- Task requirements:
(A) List every group label from Figure 2B that the passage below on the evolutionary patterns of FF domain structures cites, giving the meaning it states for each.
(B) Extend the passage below on the evolutionary patterns of FF domain structures, picking up after its final sentence.

- Excerpted passage:
● ● ●
Global evolutionary patterns of FF domain structures
Intrinsically rooted trees of FFs were reconstructed from the structural census of FFs in the 420 proteomes of free-living organisms we analyzed. The most parsimonious tree describing the evolution of 2,397 FFs had significant phylogenetic signal (g
1
= -0.070) despite the large number of taxa (Figure 2A). We assigned relative ages of FFs (nd) and calculated the fraction of proteomes containing FFs (f; see Methods) to examine the relationship between the age and genomic distribution of domains (Figure 2B). As expected, the 13 most ancient FFs were present in all proteomes (f = 1), indicating that the most ancient FFs are both widely distributed and are highly conserved. However, domain loss and their distribution in emerging lineages are expected to reduce the wide distribution of domains and decrease f values. Indeed, the f values of FFs decreased with the increase of nd until f reaches 0 at about nd = 0.550. After this point, the pattern of change reverses and both f and nd values become positively correlated. This probably results from horizontal gene transfer, domain duplication and recruitment, and rearrangement, among other factors.
The evolutionary patterns in these plots are remarkably similar to those observed in trees of folds and fold superfamilies [19] or their domain combinations [31]. However, they are clearly apparent with lower variance of f values at every time point. Moreover, the global trend of f in the timeline can be better dissected into superkingdom-specific patterns. In the case of Archaea, the f values declined heavily early in time (nd < 0.151), reached zero at about nd = 0.151, rose suddenly within 0.551 ≤ nd ≤ 0.661, an interval in which all Archaea-specific FFs (A in Figure 2B) appeared, and were dispersed in the remaining parts of the timeline. On the other hand, the trend of f values for Bacteria was quite similar to the global trend but showed additional features: (1) At nd ≥ 0.151, the f distribution of FFs shared by Bacteria and Eukarya (BE in Figure 2B) was similar to that of FFs shared by all superkingdoms (ABE in Figure 2B); (2) The f values of FFs in the 0.151 ≤ nd ≤ 0.256 interval were slightly lower; (3) FFs that were unique to Bacteria or were shared by Archaea and Bacteria (AB in Figure 2B) were only present in the 0.256 ≤ nd ≤ 0.661 interval and showed two abnormal peaks in the distribution of f values at about nd = 0.4 and 0.6; and (4) After nd = 0.661, many FFs were lost (had f values of zero). Finally, in the case of Eukarya, the f values in the early part of the timeline (nd ≤ 0.256) decreased more than those of Bacteria but less than those of Archaea. The extent of f-value dispersal in the 0.256 ≤ nd ≤ 0.550 interval was highly reduced in comparison to that of Bacteria. Starting at about nd = 0.550, f values increased dramatically along the timeline. In this period, the majority of FFs are Eukarya-specific. Consequently, while loss of the domain structures occurred in all superkingdoms before the inflection point at nd = 0.550, a new trend in architectural innovation by gain of domains became predominant after that time.
● ● ●
- Data excerpt:
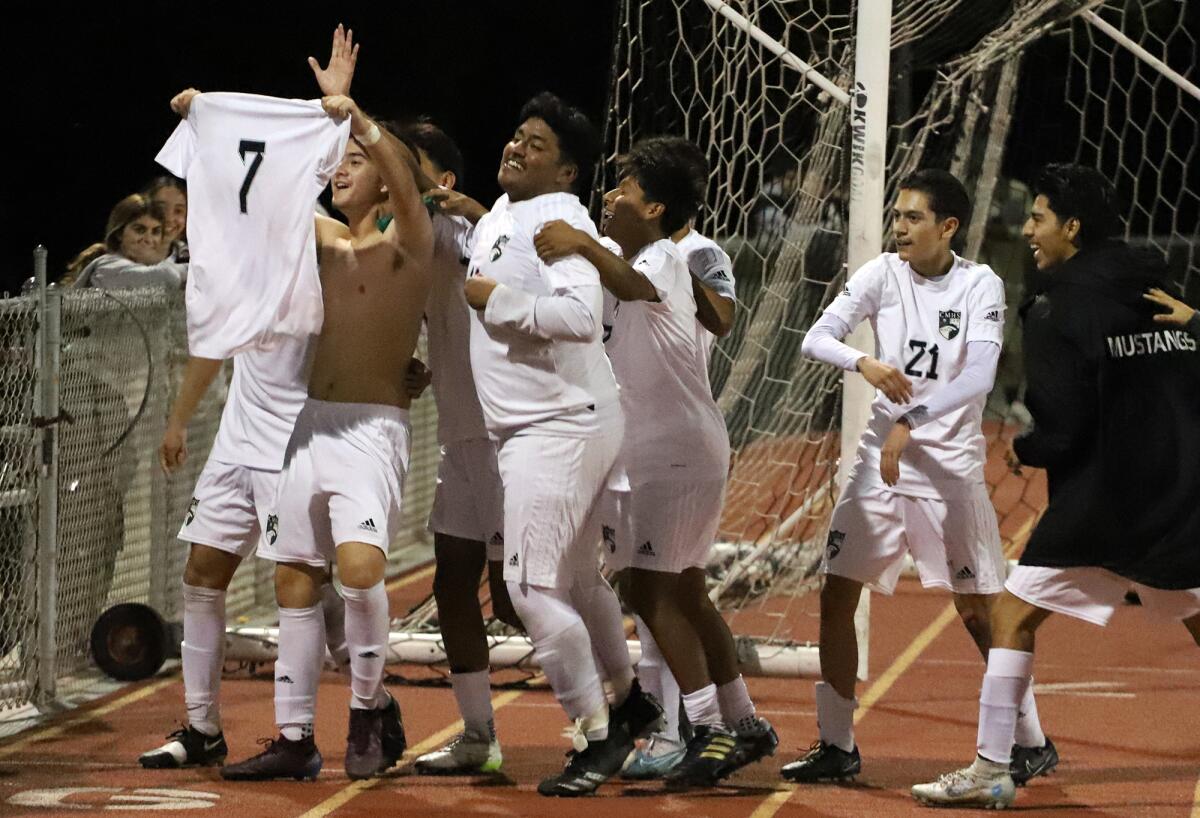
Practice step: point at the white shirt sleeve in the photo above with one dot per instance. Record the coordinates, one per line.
(571, 313)
(977, 378)
(823, 343)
● ● ●
- Your responses:
(A)
- A: Archaea-specific FFs
- BE: FFs shared by Bacteria and Eukarya
- ABE: FFs shared by all superkingdoms
- AB: FFs shared by Archaea and Bacteria

(B)
The 2,397 FFs are not equally distributed between superkingdoms. A Venn diagram shows FFs that are uniquely present in one (taxonomic groups A, B, or E), two (BE, AB, and AE) or three (ABE) superkingdoms, with A, B and E group labels representing Archaea, Bacteria and Eukarya, respectively (Figure 2A). Only 20% of FFs are common to all superkingdoms (group ABE). Previous studies of the distribution of folds or fold superfamilies in proteomes showed the ABE group was the most abundant of all taxonomic groups [19, 20]. For example, about 65% and 62% of folds and fold superfamilies belonged to this group, respectively [19]. In contrast, the number of FFs unique to Bacteria (group B) and Eukarya (group E) were larger than the group of common FFs (ABE) (Figure 2A). The clear reduction of the number of universal domain structures with lower levels of structural abstractions is expected and showcases the decreased evolutionary conservation of FFs relative to fold superfamilies and folds.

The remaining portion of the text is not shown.